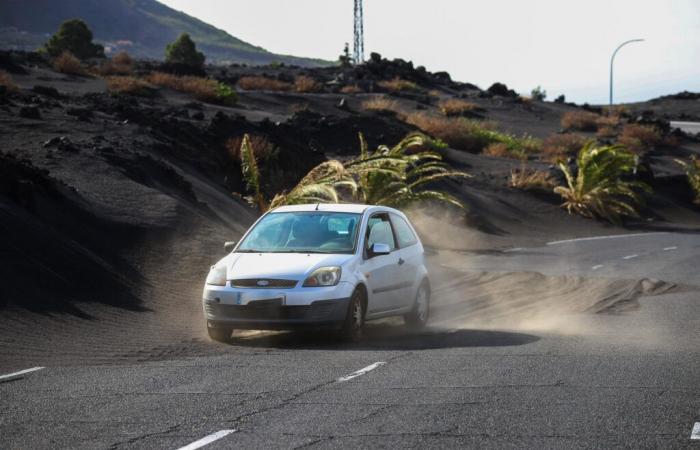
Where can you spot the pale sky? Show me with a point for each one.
(562, 45)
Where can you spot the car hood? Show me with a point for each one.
(290, 266)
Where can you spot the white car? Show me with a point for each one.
(320, 265)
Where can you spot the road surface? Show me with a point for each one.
(627, 380)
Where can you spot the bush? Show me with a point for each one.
(580, 120)
(7, 83)
(304, 83)
(692, 171)
(129, 85)
(456, 107)
(203, 89)
(600, 187)
(380, 104)
(530, 179)
(640, 138)
(557, 147)
(120, 64)
(75, 37)
(351, 89)
(256, 83)
(184, 52)
(67, 63)
(397, 85)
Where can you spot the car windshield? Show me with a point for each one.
(303, 232)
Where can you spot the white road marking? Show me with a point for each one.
(695, 434)
(207, 440)
(595, 238)
(20, 373)
(360, 372)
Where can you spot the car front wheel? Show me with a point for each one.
(418, 316)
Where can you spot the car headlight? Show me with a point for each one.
(323, 276)
(217, 276)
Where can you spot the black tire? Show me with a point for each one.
(355, 318)
(418, 317)
(220, 334)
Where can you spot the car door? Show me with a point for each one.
(409, 260)
(381, 271)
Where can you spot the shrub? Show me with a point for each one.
(557, 147)
(456, 107)
(256, 83)
(380, 104)
(75, 37)
(203, 89)
(529, 179)
(350, 89)
(692, 171)
(599, 188)
(397, 85)
(639, 138)
(538, 94)
(579, 120)
(120, 64)
(129, 85)
(184, 51)
(67, 63)
(304, 83)
(7, 83)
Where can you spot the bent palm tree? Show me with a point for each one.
(598, 188)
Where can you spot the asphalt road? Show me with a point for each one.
(630, 380)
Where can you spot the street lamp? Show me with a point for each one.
(612, 60)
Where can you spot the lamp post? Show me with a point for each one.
(612, 60)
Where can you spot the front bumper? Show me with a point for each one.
(276, 309)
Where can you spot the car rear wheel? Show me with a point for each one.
(220, 334)
(355, 318)
(418, 317)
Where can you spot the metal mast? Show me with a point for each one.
(359, 41)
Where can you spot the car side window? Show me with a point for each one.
(404, 234)
(379, 231)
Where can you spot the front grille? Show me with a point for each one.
(263, 283)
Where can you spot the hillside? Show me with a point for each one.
(141, 27)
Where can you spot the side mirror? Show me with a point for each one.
(378, 249)
(229, 246)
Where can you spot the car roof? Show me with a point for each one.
(333, 207)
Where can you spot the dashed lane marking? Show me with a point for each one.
(207, 440)
(19, 374)
(360, 372)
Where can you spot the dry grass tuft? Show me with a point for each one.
(456, 107)
(397, 85)
(128, 85)
(580, 120)
(529, 179)
(262, 148)
(558, 147)
(203, 89)
(351, 89)
(640, 138)
(256, 83)
(7, 82)
(304, 83)
(120, 64)
(381, 104)
(67, 63)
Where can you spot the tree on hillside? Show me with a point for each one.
(74, 36)
(184, 52)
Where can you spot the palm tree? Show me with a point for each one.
(598, 188)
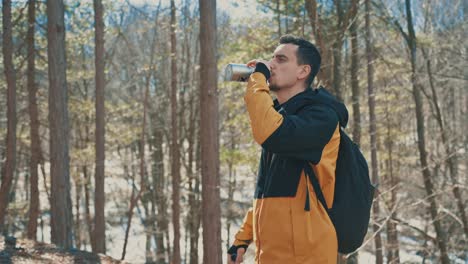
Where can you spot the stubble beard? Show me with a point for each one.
(274, 87)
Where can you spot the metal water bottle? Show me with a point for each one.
(237, 72)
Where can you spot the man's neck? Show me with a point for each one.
(283, 95)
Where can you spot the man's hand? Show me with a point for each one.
(252, 63)
(236, 258)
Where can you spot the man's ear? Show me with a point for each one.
(304, 71)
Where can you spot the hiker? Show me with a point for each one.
(287, 223)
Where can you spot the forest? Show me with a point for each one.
(119, 135)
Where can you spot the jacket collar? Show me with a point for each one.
(294, 103)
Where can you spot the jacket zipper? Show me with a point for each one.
(267, 180)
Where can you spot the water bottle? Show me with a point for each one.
(236, 72)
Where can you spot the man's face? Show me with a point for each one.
(284, 67)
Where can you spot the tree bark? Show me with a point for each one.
(158, 186)
(392, 248)
(36, 152)
(324, 75)
(209, 135)
(99, 176)
(175, 159)
(429, 186)
(449, 158)
(61, 207)
(356, 94)
(373, 133)
(10, 74)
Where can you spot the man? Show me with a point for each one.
(300, 128)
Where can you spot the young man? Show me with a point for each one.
(300, 128)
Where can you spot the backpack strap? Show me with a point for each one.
(318, 191)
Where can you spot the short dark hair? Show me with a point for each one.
(307, 53)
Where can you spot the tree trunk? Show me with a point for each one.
(325, 73)
(373, 133)
(36, 152)
(10, 74)
(89, 220)
(356, 94)
(99, 176)
(209, 135)
(175, 160)
(158, 186)
(450, 158)
(411, 41)
(78, 238)
(393, 255)
(61, 207)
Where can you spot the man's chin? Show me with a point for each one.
(274, 88)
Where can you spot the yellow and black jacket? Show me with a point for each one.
(303, 129)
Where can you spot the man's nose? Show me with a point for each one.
(272, 63)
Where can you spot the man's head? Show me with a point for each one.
(294, 60)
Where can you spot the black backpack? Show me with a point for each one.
(353, 197)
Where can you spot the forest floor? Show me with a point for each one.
(28, 252)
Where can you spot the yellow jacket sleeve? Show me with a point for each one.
(245, 234)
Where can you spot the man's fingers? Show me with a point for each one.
(252, 63)
(240, 255)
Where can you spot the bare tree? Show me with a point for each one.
(410, 39)
(356, 94)
(36, 152)
(61, 206)
(175, 159)
(99, 194)
(373, 132)
(209, 135)
(10, 75)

______

▶ _Work item_:
Write out each entry above once more, exactly as written, and drop the pictures.

▶ _Response for this exercise_:
Where can you spot the pale sky? Show me with a point for each one.
(562, 45)
Where can you spot the car hood? Show me with a point for each one.
(290, 266)
Where can you spot the white car? Show me with a point for each one.
(320, 265)
Where can you spot the road surface? Show me with a point for each one.
(627, 380)
Where can you spot the bush? Show me with a point for each one.
(580, 120)
(7, 83)
(304, 83)
(692, 171)
(129, 85)
(456, 107)
(203, 89)
(600, 187)
(380, 104)
(530, 179)
(640, 138)
(557, 147)
(120, 64)
(75, 37)
(351, 89)
(256, 83)
(184, 52)
(67, 63)
(397, 85)
Where can you spot the car windshield? Show me with a point for each one.
(303, 232)
Where can you spot the white road marking? Show me with a point for each one.
(695, 434)
(207, 440)
(595, 238)
(20, 373)
(360, 372)
Where can you spot the car front wheel? Show me with a point for each one.
(418, 316)
Where can you spot the car headlight? Show me with a point for each one.
(323, 276)
(217, 276)
Where can you spot the black tire? Show me with a point for each one.
(355, 318)
(418, 317)
(220, 334)
Where can you spot the car door? Show me with a point for each one.
(409, 260)
(381, 271)
Where can you spot the shrub? Show me with a point for each one.
(557, 147)
(456, 107)
(256, 83)
(380, 104)
(75, 37)
(203, 89)
(529, 179)
(350, 89)
(692, 171)
(599, 188)
(397, 85)
(639, 138)
(538, 94)
(579, 120)
(120, 64)
(129, 85)
(184, 51)
(67, 63)
(304, 83)
(7, 83)
Where can you spot the bent palm tree? Show me with a point for each one.
(598, 188)
Where can you spot the asphalt road? Show me with a point for each one.
(630, 380)
Where can you spot the street lamp? Show me with a point for each one.
(612, 60)
Where can you spot the lamp post? Show me with a point for each one.
(612, 60)
Where can you spot the front bumper? Show me with a point for each one.
(276, 309)
Where can you spot the car rear wheel? Show me with a point for each one.
(220, 334)
(355, 318)
(418, 317)
Where can you spot the metal mast? Show me with a point for each one.
(359, 41)
Where can you spot the car side window? Show me with a point for each one.
(404, 234)
(379, 231)
Where can you spot the front grille? Show me with a point for each one.
(263, 283)
Where can you spot the hillside? Show me with a point for each one.
(141, 27)
Where can you spot the side mirror? Show me with a point for each one.
(378, 249)
(229, 246)
Where can you spot the car roof? Show me with a point for each one.
(333, 207)
Where can you spot the dashed lane marking? Show me with a point for each one.
(207, 440)
(19, 374)
(360, 372)
Where can you spot the dry grass tuft? Show me with a point for each one.
(456, 107)
(397, 85)
(128, 85)
(580, 120)
(529, 179)
(262, 148)
(558, 147)
(203, 89)
(351, 89)
(640, 138)
(256, 83)
(7, 82)
(304, 83)
(120, 64)
(381, 104)
(67, 63)
Where can you spot the tree on hillside? Show me with a point for each one.
(74, 36)
(184, 52)
Where can you spot the palm tree? Show me with a point for each one.
(598, 188)
Where can you spot the stubble beard? Show me with a point for each one.
(274, 87)
Where can you spot the metal water bottle? Show me with a point for each one.
(237, 72)
Where can you spot the man's neck? Show me with a point for each one.
(283, 95)
Where can you spot the man's hand? Show me with a point for each one.
(252, 63)
(236, 258)
Where can you spot the man's ear? Show me with a point for each one.
(304, 71)
Where can you spot the hiker? Show me with a point for each one.
(287, 223)
Where can you spot the forest? Show me with a point for each one.
(119, 135)
Where can you spot the jacket collar? Show me with a point for each one.
(294, 103)
Where can you spot the jacket zipper? Show me with a point for each one.
(267, 180)
Where can you spot the water bottle? Show me with a point for each one.
(236, 72)
Where can you spot the man's face? Show me with a point for each one.
(284, 67)
Where can you spot the tree bark? Show me with a point for each one.
(158, 186)
(392, 248)
(36, 152)
(324, 75)
(209, 135)
(99, 176)
(175, 159)
(429, 186)
(449, 158)
(61, 207)
(356, 94)
(373, 133)
(10, 74)
Where can you spot the man? Show me with a point for each one.
(300, 128)
Where can you spot the young man? Show me with a point for each one.
(300, 128)
Where can you spot the backpack strap? Show me with a point for each one.
(318, 191)
Where can you spot the short dark hair? Show me with a point for each one.
(307, 53)
Where can you spot the tree trunk? Show me with a point for each one.
(325, 73)
(373, 133)
(36, 152)
(10, 74)
(89, 220)
(356, 94)
(99, 176)
(209, 135)
(175, 160)
(158, 186)
(450, 158)
(411, 41)
(78, 238)
(393, 255)
(61, 207)
Where can you spot the man's chin? Show me with a point for each one.
(274, 88)
Where can you spot the yellow and black jacket? Show me with a point for each one.
(303, 129)
Where can you spot the man's nose? Show me with a point for each one.
(272, 63)
Where can you spot the man's head? Show me with a point for each one.
(294, 60)
Where can you spot the black backpack? Show me with a point for each one.
(353, 197)
Where can you spot the forest floor? Show me with a point for each one.
(28, 252)
Where can you spot the yellow jacket sleeve? Show me with a point for each one.
(245, 234)
Where can you spot the man's fingers? Show me with a point for each one.
(252, 63)
(240, 255)
Where can you spot the bare tree? Show me with a point for each one.
(410, 39)
(356, 94)
(36, 152)
(61, 206)
(175, 159)
(99, 194)
(373, 132)
(209, 135)
(10, 75)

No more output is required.